*TEXT PASSAGE*:
[Start]

8.4 million businesses use .co.uk. 1.4 million use .uk. That's a 6-to-1 ratio, and it tells you everything you need to know about which extension British consumers actually trust. But the answer to "which should I use?" isn't as simple as picking the popular one.
I've been registering domains for customers since 2001. Back then, .co.uk was the only real option for UK businesses. When Nominet launched .uk as a standalone extension in June 2014, the prediction was that everyone would migrate to the shorter version. Twelve years later, that migration never happened, and the broader extension universe is about to expand again with ICANN's 2026 new TLD round.
Here's what actually matters when you're choosing between the two, backed by real Nominet data and 25 years of watching businesses get this decision wrong.
The Numbers Tell the Story
Nominet publishes monthly registration statistics. As of January 2026, the UK domain namespace breaks down like this:
| Extension | Registrations | Share |
|---|---|---|
| .co.uk | 8,424,307 | 81.0% |
| .uk | 1,383,807 | 13.3% |
| .org.uk | 363,218 | 3.5% |
| .me.uk | 52,507 | 0.5% |
| Others | 39,132 | 0.4% |
The total .UK namespace sits at around 10.3 million domains. But the split is what matters: .co.uk holds 81% of the market. After twelve years, .uk has captured just 13%.
That's not a failure. It's a clear signal about consumer behaviour. British businesses chose .co.uk when they had the option of something shorter, and they kept choosing it.
Why .co.uk Still Wins on Trust
Recognition drives trust. When someone sees yourcompany.co.uk, they immediately know three things: it's a UK business, it's commercial, and it's been around long enough to have the familiar extension. That last point matters more than it should.
Nominet's own research found that 4 in 5 people searching online in the UK prefer to click on .co.uk websites over other extensions. That's not nostalgia; it's pattern recognition. British consumers have spent 30 years associating .co.uk with legitimate UK businesses.
For B2B companies, local trades (plumbers, solicitors, accountants), and established ecommerce stores, .co.uk carries weight that .uk simply hasn't earned yet. Your customer base expects it. Your printed materials already use it. Your email addresses end in it.
"While .uk offers a fresh, modern, and concise option, .co.uk remains a trusted and familiar choice for UK businesses. Established businesses that rely on a strong, recognisable brand identity may prefer to stick with .co.uk."

[End]

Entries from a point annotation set

[Start]

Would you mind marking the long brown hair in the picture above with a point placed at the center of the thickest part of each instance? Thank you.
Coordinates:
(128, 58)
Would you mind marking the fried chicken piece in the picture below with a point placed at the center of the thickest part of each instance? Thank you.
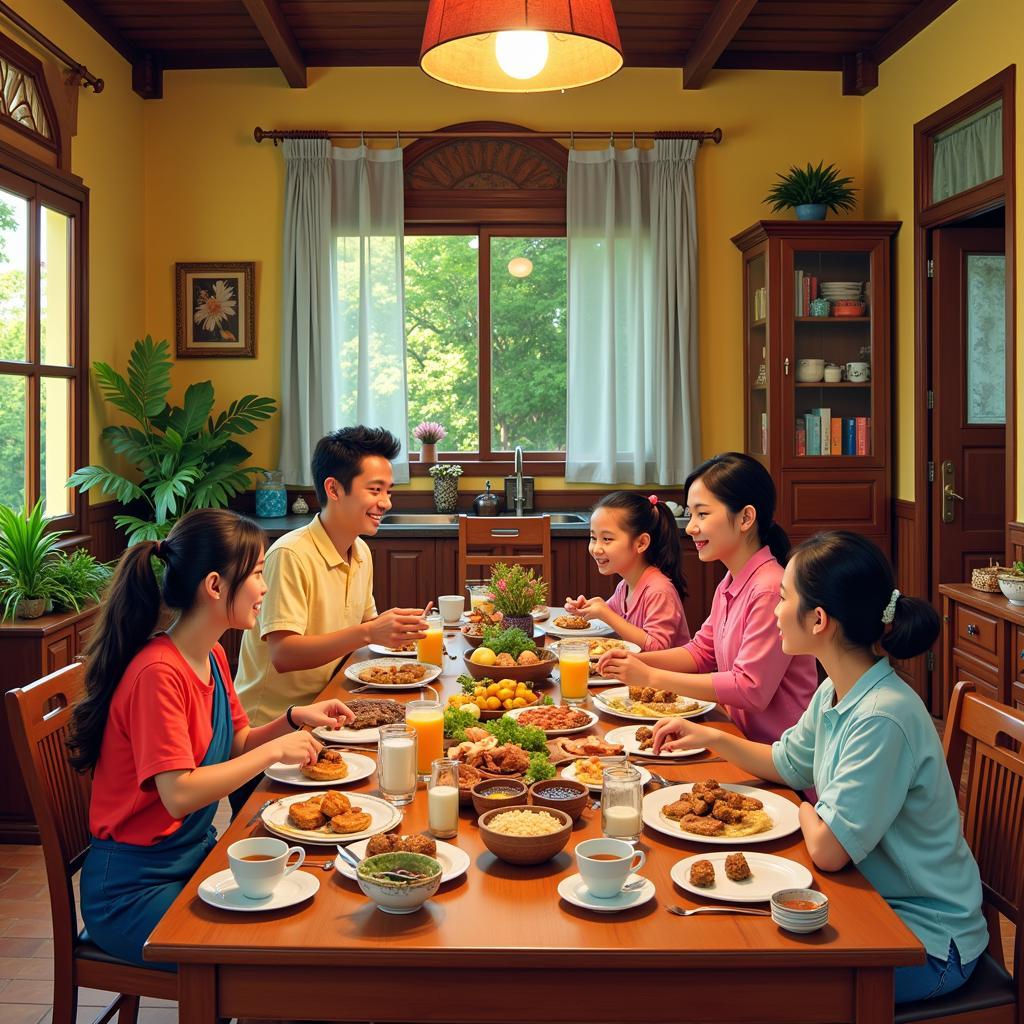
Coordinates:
(702, 873)
(736, 868)
(701, 826)
(334, 803)
(725, 813)
(306, 815)
(351, 820)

[End]

Reproduce the stretch from "For B2B companies, local" through "addresses end in it." in the passage on UK domain extensions, swapping "accountants" for "architects". The listing is not required for this work.

For B2B companies, local trades (plumbers, solicitors, architects), and established ecommerce stores, .co.uk carries weight that .uk simply hasn't earned yet. Your customer base expects it. Your printed materials already use it. Your email addresses end in it.